* **WRITTEN PROBLEM**
In the post titled "Digimon and Divination?", which tool holds NaiveBayes?
Start SOURCE EXTRACT
Digimon and Divination?

It is a grey day. Warm with snowflakes like glitter. Someone down the hall seems to be having a workroom party, which they are all quite content with; you can just tell by the laughter. But we are instead lost in a different world; a digital world, if you will. One with so much information compiled and cross-linked that it encompasses the realm of human experience, and encodes the most significant events, works, and experiences as data. It is a place where you can indulge in the works of a man who lived in the 1600’s, and divine new secrets 400 years later. When you really think about it, it is fantastic; unbelievable almost.
Yet, at the same time it is another new day in the Humanities, and a lot of planning done. Today was devoted to pre-project-planning (say that three times fast). Although there were not too many new discoveries, there was the exploration and expansion of the old ones. Monk; of course, is a mining tool, meaning that the more you work the more you will discover. As is, I have been finding more uses for the NaiveBayes and decision tree tools. They might be unconventional, and a little hit-or-miss, but the results are pretty exciting!
In the classification tool you can find NaiveBayes. Under which you load your worksets and rate them. I found that rating each scene with a theme will give me the words that make the predicted theme true or false. Thus, searching for confirmation of the theme “madness,” elicits words that have some cryptic connection with that theme. Such as the word “armour,” which has to do with the armour of the mind… From there, you have to make some good old fashion English major connections and argue your findings; something that we are all experts at. My idea is that the armour of the mind refers to its sanity.. which is slowly broken down by lies. Etc.
End SOURCE EXTRACT
Start PROVIDED DATA
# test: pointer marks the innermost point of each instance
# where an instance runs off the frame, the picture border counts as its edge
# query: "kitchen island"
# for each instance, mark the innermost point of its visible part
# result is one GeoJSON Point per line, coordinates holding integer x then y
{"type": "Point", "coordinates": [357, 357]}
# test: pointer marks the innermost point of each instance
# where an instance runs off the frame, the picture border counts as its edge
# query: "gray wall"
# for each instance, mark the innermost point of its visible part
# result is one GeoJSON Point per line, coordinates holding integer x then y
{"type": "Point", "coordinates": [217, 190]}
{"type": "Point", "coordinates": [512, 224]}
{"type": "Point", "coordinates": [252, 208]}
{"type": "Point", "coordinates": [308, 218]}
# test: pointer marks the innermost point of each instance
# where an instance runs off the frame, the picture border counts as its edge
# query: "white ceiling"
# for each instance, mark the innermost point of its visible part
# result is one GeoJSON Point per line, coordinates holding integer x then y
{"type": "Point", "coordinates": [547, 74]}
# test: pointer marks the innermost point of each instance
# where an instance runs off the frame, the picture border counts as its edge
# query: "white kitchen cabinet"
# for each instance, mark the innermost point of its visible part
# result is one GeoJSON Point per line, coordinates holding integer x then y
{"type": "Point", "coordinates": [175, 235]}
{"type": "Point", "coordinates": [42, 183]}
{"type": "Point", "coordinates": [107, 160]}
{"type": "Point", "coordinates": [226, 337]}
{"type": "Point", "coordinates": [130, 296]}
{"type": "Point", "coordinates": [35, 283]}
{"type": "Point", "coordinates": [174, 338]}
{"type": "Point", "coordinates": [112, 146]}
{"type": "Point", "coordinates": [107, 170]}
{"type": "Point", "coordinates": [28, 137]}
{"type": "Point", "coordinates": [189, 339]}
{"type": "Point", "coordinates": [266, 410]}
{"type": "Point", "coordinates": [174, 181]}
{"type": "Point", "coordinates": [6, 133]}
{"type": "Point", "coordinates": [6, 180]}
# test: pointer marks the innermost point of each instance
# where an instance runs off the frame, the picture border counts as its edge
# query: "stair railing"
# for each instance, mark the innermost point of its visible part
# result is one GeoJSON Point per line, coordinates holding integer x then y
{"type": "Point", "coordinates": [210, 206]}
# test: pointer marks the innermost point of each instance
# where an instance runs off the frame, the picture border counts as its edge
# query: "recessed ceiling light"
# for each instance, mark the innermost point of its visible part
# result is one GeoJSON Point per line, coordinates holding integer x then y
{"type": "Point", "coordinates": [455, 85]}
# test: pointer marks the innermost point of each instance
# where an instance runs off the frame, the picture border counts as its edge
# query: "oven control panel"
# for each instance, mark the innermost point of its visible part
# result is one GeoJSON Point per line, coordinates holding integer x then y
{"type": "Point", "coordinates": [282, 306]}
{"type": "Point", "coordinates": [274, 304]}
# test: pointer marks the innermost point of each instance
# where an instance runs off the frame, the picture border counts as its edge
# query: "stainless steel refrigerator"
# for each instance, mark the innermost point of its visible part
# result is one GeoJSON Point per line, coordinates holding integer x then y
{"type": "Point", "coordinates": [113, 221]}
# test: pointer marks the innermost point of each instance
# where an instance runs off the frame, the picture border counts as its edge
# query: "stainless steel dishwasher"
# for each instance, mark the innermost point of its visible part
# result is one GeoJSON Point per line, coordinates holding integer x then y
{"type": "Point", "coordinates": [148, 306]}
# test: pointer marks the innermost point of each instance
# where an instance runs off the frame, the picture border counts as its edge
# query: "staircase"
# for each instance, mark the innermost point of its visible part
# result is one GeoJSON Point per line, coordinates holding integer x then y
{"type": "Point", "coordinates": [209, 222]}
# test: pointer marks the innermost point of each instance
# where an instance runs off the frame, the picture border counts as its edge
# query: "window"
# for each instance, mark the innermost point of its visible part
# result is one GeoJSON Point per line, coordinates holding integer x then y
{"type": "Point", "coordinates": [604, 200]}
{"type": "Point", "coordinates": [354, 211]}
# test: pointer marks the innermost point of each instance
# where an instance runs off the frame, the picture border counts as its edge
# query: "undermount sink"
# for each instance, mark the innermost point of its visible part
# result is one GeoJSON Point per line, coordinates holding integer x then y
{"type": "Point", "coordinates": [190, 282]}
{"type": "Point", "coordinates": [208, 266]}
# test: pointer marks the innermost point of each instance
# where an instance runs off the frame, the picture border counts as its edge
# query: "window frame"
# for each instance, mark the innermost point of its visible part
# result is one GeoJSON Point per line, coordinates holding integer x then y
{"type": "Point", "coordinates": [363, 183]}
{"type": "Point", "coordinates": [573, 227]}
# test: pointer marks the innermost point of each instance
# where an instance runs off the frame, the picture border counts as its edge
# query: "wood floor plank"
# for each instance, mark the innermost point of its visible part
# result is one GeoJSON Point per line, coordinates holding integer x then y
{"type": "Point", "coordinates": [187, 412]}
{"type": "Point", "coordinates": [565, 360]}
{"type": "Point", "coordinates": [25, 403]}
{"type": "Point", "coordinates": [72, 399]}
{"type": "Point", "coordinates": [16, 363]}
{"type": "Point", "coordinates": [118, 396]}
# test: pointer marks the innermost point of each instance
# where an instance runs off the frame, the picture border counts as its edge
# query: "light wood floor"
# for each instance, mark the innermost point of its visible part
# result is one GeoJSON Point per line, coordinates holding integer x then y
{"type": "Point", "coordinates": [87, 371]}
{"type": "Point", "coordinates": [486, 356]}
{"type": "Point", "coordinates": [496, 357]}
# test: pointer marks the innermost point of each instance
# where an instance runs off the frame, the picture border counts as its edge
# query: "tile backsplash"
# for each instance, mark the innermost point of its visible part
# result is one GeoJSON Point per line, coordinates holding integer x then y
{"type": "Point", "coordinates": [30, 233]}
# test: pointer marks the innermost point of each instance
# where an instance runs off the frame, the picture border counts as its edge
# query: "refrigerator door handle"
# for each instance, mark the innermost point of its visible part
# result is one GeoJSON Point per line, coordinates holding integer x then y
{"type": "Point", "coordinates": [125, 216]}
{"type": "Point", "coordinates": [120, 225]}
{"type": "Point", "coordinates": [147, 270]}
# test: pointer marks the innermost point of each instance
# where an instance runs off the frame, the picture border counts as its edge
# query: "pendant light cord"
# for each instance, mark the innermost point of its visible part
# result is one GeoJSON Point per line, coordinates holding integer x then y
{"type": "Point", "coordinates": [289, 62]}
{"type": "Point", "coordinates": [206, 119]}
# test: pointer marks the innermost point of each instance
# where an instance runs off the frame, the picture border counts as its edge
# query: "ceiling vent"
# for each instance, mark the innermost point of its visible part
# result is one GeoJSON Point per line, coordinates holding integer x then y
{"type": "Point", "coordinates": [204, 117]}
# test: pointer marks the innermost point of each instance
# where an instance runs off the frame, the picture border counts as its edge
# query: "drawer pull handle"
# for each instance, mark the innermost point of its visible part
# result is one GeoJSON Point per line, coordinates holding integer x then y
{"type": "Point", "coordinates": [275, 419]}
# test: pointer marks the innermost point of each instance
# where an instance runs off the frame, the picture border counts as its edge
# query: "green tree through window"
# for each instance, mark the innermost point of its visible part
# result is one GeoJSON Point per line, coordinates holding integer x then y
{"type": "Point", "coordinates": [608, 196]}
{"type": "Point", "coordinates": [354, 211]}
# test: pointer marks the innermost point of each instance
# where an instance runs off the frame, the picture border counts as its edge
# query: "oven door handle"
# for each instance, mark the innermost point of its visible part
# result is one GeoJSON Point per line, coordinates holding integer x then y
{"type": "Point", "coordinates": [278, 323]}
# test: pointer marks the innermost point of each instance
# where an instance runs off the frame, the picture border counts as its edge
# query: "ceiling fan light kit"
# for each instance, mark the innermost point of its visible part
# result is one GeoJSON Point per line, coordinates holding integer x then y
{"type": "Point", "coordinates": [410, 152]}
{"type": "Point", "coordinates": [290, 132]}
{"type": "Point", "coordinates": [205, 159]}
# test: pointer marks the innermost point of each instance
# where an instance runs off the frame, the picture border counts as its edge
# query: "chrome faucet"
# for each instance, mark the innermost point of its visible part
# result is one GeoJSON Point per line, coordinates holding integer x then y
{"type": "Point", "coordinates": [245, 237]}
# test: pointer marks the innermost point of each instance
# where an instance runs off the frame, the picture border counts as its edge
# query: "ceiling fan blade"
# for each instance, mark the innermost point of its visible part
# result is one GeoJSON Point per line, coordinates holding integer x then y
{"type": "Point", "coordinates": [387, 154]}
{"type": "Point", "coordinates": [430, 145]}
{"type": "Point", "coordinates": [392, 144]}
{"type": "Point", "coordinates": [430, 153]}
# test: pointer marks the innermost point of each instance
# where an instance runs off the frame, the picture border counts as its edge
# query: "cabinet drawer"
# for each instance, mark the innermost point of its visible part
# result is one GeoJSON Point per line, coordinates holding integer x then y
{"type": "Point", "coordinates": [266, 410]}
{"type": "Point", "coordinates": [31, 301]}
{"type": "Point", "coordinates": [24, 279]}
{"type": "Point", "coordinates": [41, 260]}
End PROVIDED DATA
* **ANSWER TO THE EXERCISE**
The classification tool.